What needs to be done:
Reproduce word for word the passage of the Banco Santander headquarters text below that runs between "Shaded and secured" and "Janisol C4 systems.", inclusive.

Text excerpt:
····················

Banco Santander Madrid, Spain

Shaded and secured

The new headquarters of Banco Santander in the Spanish capital makes an imposing mark on the city’s skyline. The outer façade has a barred effect which screens, protects and shades the interior, while the floor-to-ceiling glazed inner façades capture the light and give the building a sense of spaciousness. The strict security standards were met using the VISS Fire and Janisol C4 systems.

The new headquarters of Banco Santander, formerly Banco Popular, is located in Madrid’s Hortaleza district. With easy access from the nearby motorway exit, the seven- storey building on Calle Abelias soars skywards towards the hot sun of central Spain. The impressive building is centrally located in the semicircular plot of around 10,600 square metres.

····················

Dataset:

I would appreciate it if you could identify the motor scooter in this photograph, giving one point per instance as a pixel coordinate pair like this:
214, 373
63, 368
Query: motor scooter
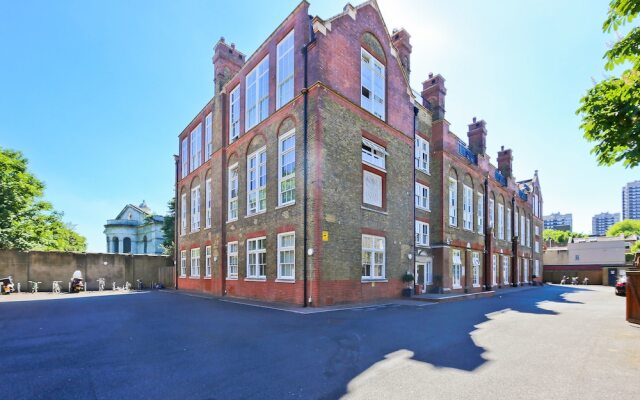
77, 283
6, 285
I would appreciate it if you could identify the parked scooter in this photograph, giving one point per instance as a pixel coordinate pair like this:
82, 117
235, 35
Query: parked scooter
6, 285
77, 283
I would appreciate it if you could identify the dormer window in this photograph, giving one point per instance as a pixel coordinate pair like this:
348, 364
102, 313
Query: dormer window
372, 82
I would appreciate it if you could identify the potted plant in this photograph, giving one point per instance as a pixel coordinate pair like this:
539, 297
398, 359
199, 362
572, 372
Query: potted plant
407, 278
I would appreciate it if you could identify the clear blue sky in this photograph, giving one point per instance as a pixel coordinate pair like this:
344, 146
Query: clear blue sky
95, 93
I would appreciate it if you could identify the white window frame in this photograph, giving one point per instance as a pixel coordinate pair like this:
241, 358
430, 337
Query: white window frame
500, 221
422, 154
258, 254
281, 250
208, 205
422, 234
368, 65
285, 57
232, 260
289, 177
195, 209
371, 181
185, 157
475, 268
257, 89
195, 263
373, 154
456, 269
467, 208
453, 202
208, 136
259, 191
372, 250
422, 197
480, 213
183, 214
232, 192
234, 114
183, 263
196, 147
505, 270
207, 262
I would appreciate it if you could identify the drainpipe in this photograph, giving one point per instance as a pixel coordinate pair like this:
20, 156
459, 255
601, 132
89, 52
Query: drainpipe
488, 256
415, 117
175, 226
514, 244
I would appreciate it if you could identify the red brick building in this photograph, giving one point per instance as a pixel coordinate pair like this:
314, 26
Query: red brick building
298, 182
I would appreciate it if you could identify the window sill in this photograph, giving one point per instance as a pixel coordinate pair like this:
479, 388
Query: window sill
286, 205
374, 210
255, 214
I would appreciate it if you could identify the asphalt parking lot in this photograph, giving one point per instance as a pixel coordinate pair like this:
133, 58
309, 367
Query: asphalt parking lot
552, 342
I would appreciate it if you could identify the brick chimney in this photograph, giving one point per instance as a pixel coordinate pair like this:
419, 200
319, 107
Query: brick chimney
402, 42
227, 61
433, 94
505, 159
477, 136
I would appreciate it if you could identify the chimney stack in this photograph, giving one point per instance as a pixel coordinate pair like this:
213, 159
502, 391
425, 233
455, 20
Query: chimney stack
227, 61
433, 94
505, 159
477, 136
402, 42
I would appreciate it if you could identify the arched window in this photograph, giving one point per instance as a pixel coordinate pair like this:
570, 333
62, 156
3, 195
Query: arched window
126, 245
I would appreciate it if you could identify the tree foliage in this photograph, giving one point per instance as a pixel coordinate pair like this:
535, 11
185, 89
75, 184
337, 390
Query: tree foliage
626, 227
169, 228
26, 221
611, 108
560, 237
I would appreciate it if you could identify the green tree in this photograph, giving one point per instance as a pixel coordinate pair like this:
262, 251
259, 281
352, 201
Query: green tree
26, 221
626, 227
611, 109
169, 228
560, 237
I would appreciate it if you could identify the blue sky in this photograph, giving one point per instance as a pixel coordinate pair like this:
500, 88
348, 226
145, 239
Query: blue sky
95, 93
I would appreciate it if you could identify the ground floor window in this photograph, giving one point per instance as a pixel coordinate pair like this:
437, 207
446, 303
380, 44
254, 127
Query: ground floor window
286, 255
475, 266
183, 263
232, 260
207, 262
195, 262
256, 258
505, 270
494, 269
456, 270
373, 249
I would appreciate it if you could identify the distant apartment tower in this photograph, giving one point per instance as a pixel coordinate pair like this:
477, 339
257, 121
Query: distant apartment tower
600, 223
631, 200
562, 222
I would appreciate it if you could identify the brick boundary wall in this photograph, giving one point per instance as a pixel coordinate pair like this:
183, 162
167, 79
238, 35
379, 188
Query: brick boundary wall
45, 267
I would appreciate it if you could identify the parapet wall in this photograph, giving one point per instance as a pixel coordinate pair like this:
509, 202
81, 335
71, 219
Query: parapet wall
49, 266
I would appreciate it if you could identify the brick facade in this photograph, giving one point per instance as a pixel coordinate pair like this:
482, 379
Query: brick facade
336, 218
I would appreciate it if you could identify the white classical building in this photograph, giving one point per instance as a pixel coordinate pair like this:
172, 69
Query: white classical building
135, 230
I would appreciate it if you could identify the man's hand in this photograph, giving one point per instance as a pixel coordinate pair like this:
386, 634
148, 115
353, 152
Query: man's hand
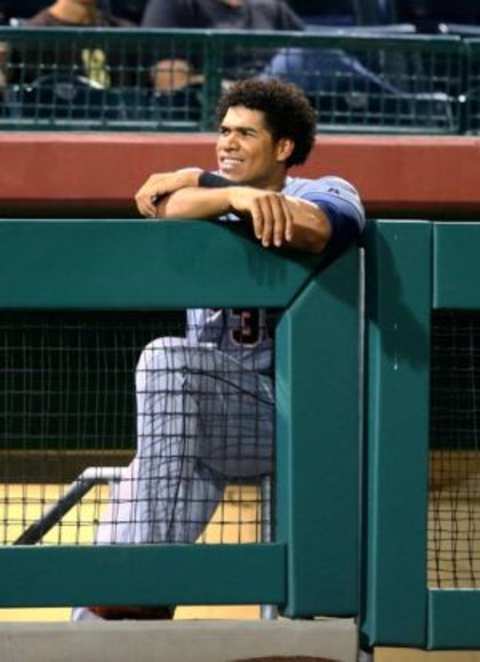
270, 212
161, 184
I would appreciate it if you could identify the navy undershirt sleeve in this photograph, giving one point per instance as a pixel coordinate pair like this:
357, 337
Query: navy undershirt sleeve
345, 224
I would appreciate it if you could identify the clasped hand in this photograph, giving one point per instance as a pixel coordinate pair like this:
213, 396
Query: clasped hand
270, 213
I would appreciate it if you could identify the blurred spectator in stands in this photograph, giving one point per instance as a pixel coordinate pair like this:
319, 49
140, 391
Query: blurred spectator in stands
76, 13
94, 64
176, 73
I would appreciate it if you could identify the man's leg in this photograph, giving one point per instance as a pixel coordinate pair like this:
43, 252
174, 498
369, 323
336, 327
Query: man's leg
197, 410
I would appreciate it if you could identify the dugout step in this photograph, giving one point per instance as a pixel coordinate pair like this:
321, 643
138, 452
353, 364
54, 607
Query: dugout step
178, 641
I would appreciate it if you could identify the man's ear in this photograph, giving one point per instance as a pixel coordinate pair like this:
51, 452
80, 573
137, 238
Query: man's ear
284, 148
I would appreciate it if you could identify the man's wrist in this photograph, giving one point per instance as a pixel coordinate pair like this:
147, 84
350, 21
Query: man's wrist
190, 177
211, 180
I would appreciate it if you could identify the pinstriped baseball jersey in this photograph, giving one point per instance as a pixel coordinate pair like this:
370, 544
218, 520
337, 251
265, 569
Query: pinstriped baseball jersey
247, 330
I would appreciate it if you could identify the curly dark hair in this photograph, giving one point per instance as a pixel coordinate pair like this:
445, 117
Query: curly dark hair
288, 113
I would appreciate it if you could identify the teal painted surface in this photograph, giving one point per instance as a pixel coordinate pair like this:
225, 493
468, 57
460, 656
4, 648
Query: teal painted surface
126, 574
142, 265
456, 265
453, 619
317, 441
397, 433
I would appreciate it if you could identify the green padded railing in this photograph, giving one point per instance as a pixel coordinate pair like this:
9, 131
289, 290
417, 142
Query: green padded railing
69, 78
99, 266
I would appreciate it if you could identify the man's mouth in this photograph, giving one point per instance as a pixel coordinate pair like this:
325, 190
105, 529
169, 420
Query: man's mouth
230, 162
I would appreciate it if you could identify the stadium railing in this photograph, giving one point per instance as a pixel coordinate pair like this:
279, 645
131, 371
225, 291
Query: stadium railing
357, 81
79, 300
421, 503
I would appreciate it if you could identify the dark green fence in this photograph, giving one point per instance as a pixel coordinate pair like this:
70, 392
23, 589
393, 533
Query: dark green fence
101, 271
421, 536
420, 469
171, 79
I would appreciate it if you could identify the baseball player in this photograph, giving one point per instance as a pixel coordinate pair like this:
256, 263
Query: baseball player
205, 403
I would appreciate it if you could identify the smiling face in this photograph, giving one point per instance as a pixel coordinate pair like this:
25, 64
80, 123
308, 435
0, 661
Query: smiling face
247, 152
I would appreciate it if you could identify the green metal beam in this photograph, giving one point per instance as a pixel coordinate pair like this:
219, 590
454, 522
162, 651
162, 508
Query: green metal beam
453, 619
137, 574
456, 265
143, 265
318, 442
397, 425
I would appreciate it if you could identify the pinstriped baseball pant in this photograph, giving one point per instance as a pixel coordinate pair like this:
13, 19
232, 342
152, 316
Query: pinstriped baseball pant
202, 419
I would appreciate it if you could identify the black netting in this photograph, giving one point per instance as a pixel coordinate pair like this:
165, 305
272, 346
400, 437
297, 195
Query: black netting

····················

The result:
Shaded and secured

The new headquarters of Banco Santander in the Spanish capital makes an imposing mark on the city’s skyline. The outer façade has a barred effect which screens, protects and shades the interior, while the floor-to-ceiling glazed inner façades capture the light and give the building a sense of spaciousness. The strict security standards were met using the VISS Fire and Janisol C4 systems.